### PAGE EXTRACT
North America is expected to grow at a CAGR of 52.56%, generating USD 14,645 million during the forecast period. The United States has one of the largest fleets of internal combustion engine vehicles, making it a top emitter. Due to strict emission regulations, technology manufacturers, and tax credits, the country's fuel cell market is growing. Leading automakers and OEMs in the U.S. are also expected to boost fuel-cell commercial vehicle adoption. For Instance, Hyundai plans to build a USD 6.4 billion factory by 2030 that can produce 500,000 fuel cell systems for commercial and passenger vehicles. Due to the widespread use of fuel-cell buses in public transportation, the automotive fuel-cell system market is expected to grow.
Europe is expected to grow steadily during the forecast period. The JIVE program is expected to increase the number of fuel cell electric buses, which are the primary use for fuel cell systems in both the domestic and international markets. In Germany, several large corporations dominate the automotive fuel cell systems market. For instance, Robert Bosch GmbH declared in March 2021 that it intended to develop automotive fuel cell (FC) system components and make them available for purchase by 2022. The business will create integrated systems that combine crucial fuel cell vehicle (FCV) parts like hydrogen gas injectors, air valves, and the FC stacks currently under development. The nation's market is the biggest in Europe, and it is anticipated that it will continue to dominate internationally and in the region during the forecast period.
######
EXERCISE REQUIREMENTS:
1. According to the fuel cell market passage, what does Hyundai plan to build by 2030?
2. Please reproduce the fuel cell market passage from "North America is" up to and including "expected to grow.".
### EXTRACTED DATA
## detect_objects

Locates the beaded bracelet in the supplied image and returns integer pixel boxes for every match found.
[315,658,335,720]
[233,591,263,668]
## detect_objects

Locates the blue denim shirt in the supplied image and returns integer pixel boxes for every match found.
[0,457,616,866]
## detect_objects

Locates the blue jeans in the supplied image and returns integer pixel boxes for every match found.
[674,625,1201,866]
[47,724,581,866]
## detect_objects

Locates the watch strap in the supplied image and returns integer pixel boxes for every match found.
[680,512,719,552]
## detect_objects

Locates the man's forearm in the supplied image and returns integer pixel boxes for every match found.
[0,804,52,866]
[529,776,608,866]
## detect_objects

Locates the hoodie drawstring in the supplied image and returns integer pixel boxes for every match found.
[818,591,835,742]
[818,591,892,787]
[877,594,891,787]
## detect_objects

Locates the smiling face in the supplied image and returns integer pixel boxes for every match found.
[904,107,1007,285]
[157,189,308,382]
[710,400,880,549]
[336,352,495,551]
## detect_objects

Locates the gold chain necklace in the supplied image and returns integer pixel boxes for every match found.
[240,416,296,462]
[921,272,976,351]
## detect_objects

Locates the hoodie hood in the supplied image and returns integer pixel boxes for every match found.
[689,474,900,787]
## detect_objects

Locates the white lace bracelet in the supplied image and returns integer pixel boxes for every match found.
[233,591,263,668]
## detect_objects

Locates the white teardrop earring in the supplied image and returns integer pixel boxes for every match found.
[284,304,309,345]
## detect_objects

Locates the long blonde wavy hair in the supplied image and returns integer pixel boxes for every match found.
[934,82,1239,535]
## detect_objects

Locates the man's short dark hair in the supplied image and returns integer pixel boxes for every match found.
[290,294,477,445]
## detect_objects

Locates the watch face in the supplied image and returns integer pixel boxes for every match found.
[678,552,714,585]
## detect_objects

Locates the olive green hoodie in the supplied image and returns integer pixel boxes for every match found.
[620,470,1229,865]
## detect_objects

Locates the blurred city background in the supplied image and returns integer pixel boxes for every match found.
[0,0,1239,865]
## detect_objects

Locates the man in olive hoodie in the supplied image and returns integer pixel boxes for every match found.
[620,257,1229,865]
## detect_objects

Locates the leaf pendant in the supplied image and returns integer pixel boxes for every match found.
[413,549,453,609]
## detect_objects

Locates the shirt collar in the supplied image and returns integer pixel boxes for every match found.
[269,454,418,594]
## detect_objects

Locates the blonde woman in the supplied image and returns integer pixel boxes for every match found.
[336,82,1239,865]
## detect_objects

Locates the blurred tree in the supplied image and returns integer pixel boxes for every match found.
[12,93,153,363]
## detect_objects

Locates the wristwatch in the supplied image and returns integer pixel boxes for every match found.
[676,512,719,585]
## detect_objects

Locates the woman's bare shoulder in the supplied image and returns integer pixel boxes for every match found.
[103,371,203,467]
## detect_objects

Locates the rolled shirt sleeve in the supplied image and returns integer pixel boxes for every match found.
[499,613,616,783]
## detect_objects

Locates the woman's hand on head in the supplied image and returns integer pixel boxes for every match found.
######
OUTPUTS BY TASK:
1. A USD 6.4 billion factory that can produce 500,000 fuel cell systems for commercial and passenger vehicles.

2.
North America is expected to grow at a CAGR of 52.56%, generating USD 14,645 million during the forecast period. The United States has one of the largest fleets of internal combustion engine vehicles, making it a top emitter. Due to strict emission regulations, technology manufacturers, and tax credits, the country's fuel cell market is growing. Leading automakers and OEMs in the U.S. are also expected to boost fuel-cell commercial vehicle adoption. For Instance, Hyundai plans to build a USD 6.4 billion factory by 2030 that can produce 500,000 fuel cell systems for commercial and passenger vehicles. Due to the widespread use of fuel-cell buses in public transportation, the automotive fuel-cell system market is expected to grow.